### Exercise requirements
(A) Transcribe the part of the Lombok earthquake report between "Around 1,477 people" and "any survivors fading.", inclusive.
(B) Pick up the Lombok earthquake report where it stops and write what comes next.

### Extract
--- START ---

Death toll hits 131
The death toll from a shallow 6.9-magnitude earthquake on the Indonesian island of Lombok has risen above 130, officials said yesterday, with some 156,000 forced from their homes.
The shallow 6.9-magnitude quake triggered panic among locals and tourists on Lombok on Sunday, just a week after another tremor surged through the holiday island and killed 17.
Around 1,477 people have been severely injured in the latest quake, with tens of thousands of homes damaged, and authorities have appealed for more medical personnel and basic supplies.
Workers with heavy machinery resumed searching through the rubble of homes, schools and mosques yesterday, with hope of finding any survivors fading.
Muhammad Zainul Majdi, the governor of West Nusa Tenggara province which covers Lombok, said there was a dire need for medical staff, food and medicine in the worst-hit areas.
Hundreds of bloodied and bandaged victims have been treated outside damaged hospitals in the main city of Mataram and other badly affected areas.

--- END ---

### Collected data
--- START ---

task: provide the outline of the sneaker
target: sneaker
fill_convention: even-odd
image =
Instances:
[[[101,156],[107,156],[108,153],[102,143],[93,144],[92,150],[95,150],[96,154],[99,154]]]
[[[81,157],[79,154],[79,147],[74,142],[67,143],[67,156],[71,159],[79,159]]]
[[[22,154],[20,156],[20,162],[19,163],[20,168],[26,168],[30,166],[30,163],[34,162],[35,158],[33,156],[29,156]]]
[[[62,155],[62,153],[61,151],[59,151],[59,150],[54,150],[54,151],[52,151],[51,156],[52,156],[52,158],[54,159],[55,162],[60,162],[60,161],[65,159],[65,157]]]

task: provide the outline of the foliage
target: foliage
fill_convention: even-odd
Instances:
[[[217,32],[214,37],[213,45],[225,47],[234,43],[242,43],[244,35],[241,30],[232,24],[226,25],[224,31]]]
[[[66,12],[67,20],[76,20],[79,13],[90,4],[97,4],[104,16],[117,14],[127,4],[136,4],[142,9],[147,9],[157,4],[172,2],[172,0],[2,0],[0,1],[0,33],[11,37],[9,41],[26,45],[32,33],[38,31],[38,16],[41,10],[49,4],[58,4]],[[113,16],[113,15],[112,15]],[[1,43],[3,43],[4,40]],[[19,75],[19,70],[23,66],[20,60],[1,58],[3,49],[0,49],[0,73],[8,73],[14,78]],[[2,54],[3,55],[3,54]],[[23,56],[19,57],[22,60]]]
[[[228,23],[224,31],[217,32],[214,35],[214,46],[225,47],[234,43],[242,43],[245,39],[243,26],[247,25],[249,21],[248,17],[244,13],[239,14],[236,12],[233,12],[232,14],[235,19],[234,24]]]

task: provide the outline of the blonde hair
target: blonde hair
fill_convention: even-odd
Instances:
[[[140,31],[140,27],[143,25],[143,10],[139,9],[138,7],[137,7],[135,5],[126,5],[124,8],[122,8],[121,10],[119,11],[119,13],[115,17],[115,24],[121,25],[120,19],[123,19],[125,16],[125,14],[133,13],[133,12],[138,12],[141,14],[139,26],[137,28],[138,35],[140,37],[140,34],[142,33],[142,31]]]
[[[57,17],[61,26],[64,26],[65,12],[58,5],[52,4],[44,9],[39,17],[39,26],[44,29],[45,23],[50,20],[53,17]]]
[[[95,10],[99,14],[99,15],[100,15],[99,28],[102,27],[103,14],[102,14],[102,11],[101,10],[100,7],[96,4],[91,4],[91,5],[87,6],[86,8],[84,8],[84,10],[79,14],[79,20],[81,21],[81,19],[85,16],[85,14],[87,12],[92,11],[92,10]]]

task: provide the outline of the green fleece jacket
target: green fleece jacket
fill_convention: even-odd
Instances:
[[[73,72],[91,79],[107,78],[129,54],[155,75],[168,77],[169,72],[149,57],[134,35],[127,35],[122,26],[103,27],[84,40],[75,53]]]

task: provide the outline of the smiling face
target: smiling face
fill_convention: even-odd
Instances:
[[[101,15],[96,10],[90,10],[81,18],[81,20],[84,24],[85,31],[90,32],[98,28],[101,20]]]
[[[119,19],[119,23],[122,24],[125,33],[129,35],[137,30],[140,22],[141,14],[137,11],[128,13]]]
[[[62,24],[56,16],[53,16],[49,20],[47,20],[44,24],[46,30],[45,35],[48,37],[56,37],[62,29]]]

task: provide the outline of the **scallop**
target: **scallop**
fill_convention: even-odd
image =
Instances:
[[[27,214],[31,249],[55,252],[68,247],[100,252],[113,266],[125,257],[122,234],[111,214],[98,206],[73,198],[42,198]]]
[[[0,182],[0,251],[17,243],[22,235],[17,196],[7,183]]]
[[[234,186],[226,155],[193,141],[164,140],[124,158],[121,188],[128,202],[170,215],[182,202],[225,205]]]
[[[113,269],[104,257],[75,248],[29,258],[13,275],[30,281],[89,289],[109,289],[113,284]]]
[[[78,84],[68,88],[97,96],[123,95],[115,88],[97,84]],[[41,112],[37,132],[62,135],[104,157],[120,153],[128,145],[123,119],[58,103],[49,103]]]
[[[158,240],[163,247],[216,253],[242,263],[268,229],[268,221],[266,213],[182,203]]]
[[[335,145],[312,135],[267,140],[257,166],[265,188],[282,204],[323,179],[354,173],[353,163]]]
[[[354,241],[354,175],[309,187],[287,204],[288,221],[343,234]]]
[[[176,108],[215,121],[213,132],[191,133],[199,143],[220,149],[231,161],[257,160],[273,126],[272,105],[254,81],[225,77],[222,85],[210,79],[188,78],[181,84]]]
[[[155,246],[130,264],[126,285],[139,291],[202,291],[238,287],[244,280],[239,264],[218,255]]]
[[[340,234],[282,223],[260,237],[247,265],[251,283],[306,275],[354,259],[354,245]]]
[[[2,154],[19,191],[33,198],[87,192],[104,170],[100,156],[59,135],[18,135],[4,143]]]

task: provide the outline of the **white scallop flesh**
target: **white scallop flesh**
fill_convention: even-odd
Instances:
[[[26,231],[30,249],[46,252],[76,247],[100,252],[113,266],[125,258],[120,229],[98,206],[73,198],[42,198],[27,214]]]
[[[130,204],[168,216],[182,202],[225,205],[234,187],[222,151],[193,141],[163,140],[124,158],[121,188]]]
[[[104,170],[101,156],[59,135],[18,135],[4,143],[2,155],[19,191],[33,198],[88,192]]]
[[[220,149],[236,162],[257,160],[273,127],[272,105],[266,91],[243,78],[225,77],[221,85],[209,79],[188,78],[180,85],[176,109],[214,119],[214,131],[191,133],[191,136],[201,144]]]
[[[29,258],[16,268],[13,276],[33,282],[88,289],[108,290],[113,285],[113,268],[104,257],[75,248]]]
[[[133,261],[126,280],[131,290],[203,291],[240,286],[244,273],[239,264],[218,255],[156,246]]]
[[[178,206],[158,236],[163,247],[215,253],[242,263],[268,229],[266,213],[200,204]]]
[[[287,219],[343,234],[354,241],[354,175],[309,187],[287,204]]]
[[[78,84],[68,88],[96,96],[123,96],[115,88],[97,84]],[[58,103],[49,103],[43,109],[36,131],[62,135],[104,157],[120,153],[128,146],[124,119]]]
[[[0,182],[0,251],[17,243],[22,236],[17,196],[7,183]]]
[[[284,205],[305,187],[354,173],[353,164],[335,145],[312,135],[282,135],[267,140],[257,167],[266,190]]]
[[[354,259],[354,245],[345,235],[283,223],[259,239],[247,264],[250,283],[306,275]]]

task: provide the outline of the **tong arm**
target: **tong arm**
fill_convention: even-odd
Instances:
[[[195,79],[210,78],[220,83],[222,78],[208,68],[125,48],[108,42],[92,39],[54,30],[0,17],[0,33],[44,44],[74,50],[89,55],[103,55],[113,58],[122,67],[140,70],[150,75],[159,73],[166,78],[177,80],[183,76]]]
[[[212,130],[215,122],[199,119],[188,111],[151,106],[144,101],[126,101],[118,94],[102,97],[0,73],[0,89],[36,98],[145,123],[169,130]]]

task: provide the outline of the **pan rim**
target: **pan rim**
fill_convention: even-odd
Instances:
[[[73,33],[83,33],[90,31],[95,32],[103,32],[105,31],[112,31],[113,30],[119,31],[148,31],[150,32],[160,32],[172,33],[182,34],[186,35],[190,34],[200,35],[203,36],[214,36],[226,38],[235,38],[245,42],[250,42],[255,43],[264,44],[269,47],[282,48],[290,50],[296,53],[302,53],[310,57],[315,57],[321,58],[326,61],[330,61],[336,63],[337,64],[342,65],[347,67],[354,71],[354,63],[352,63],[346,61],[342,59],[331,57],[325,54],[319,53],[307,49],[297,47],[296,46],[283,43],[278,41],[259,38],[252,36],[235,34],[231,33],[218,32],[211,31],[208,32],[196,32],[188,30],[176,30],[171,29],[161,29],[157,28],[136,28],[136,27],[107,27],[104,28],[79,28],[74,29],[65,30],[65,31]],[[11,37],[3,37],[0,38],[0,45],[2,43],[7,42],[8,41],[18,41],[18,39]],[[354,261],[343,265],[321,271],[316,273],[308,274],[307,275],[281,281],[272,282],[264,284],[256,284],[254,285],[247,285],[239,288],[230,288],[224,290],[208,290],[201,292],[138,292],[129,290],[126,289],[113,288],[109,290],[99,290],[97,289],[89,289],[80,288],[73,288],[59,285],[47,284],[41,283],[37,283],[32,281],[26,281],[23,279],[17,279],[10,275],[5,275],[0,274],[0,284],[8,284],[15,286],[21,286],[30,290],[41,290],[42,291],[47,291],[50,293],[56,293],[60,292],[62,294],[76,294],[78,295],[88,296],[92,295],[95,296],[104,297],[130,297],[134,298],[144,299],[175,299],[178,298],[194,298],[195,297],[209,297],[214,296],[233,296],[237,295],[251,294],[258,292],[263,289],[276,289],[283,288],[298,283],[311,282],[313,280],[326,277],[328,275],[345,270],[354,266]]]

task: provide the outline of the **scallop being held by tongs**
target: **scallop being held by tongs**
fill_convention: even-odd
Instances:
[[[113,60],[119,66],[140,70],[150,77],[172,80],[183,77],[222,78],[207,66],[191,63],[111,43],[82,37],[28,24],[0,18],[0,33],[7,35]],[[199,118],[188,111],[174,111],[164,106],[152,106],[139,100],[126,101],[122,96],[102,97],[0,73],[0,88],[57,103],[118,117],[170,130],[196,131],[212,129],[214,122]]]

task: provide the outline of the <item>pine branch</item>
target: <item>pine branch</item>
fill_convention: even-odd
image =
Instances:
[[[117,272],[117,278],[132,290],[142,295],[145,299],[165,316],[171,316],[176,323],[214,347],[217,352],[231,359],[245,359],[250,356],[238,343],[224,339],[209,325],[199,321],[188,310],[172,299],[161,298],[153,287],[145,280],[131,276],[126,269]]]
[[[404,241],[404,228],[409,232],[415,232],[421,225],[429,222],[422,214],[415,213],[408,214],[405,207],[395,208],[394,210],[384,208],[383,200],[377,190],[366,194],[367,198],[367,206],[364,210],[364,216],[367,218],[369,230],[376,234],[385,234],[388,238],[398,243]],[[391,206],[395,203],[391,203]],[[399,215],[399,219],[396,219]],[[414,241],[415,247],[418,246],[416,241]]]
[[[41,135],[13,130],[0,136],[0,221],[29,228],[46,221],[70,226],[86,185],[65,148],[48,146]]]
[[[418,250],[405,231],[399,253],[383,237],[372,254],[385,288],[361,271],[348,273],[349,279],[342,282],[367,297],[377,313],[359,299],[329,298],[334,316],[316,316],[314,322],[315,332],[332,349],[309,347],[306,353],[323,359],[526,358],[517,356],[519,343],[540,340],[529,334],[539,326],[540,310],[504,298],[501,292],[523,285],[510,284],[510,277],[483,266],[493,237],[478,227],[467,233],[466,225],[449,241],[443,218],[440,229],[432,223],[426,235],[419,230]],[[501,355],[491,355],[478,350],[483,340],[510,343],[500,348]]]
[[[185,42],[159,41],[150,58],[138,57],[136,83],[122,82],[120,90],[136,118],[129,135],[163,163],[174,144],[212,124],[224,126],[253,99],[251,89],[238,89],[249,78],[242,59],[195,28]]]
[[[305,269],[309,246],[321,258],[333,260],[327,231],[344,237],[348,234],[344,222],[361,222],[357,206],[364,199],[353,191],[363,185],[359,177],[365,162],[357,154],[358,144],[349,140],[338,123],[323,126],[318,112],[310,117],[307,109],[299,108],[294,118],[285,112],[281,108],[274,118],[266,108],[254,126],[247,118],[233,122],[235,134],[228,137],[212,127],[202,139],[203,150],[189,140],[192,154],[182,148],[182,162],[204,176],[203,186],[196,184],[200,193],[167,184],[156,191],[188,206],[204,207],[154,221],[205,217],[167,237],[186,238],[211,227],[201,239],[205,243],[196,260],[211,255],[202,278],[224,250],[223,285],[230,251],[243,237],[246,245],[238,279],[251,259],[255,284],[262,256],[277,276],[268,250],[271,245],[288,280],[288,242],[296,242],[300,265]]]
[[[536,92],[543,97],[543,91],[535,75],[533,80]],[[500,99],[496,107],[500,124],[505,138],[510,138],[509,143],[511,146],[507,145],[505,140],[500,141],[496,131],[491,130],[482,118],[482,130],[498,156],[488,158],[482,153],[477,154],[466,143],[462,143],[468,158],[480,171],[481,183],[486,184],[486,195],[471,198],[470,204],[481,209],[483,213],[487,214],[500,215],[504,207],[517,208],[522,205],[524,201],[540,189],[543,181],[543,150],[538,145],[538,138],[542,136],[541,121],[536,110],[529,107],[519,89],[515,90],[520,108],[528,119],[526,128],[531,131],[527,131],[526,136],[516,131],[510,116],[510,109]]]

--- END ---

### Answers provided
(A)
Around 1,477 people have been severely injured in the latest quake, with tens of thousands of homes damaged, and authorities have appealed for more medical personnel and basic supplies.
Workers with heavy machinery resumed searching through the rubble of homes, schools and mosques yesterday, with hope of finding any survivors fading.

(B)
The Indonesian Red Cross said it had set up 10 mobile clinics in the north of the island and a field hospital had been established near an evacuation centre catering to more than 500 people in the village of Tanjung.
Kurniawan Eko Wibowo, a doctor at the field hospital, said most patients were suffering broken bones and head injuries.
Across much of the island, once-bustling villages have been turned into virtual ghost towns.
"In some villages we visited the destruction was almost 100 percent, all houses collapsed, roads are cracked and bridges were broken," said Arifin Muhammad Hadi, a spokesman for the Indonesian Red Cross.
The quake struck as evening prayers were being said across the Muslim-majority island and there are fears that one collapsed mosque in north Lombok had been filled with worshippers.